4/30/15

philip & the ethiopian eunuch

Here is a sermon I preached fifteen years ago (May 21, 2000) at University Hill Congregation on the texts in the Ecumenical Common Lectionary for this coming Sunday, May 3 - Acts 8:26-40 & John 15:1-8.

The Bible is a familiar book in this place. We’ve been reading it together for a lifetime and
longer. Yet, as the folks in our ‘Disciple Bible Study’ have been discovering this past year, the
Bible is full of forgotten surprise. Take this morning, for example. We find ourselves deep into
this season’s Eastertide readings from the Acts of the Apostles where we come upon a peculiar
little story ... the story of ‘Philip and the Ethiopian Eunuch’. This is a little known and often
ignored passage. Not one that was talked of often in the Sunday School classes of my youth. I
suppose that the teachers must have feared the inevitable question: “What’s a eunuch?”.

[WHAT YOU NEED TO DO]:
- 1) Output the part of the sermon that opens with the words containing "Here is a sermon" and closes with "8:26-40 & John 15:1-8.", word for word.
- 2) At which congregation was the sermon preached?
The entries play no part in this work.

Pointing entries
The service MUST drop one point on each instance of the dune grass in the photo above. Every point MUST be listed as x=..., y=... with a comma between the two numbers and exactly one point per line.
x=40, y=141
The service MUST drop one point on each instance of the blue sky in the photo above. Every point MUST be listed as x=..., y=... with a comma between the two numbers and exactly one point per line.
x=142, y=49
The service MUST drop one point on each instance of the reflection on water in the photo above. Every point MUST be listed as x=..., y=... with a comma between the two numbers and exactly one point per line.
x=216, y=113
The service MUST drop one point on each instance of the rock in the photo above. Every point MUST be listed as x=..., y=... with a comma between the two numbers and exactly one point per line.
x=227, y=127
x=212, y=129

[THE SOLUTIONS]:
- 1)
Here is a sermon I preached fifteen years ago (May 21, 2000) at University Hill Congregation on the texts in the Ecumenical Common Lectionary for this coming Sunday, May 3 - Acts 8:26-40 & John 15:1-8.

- 2) University Hill Congregation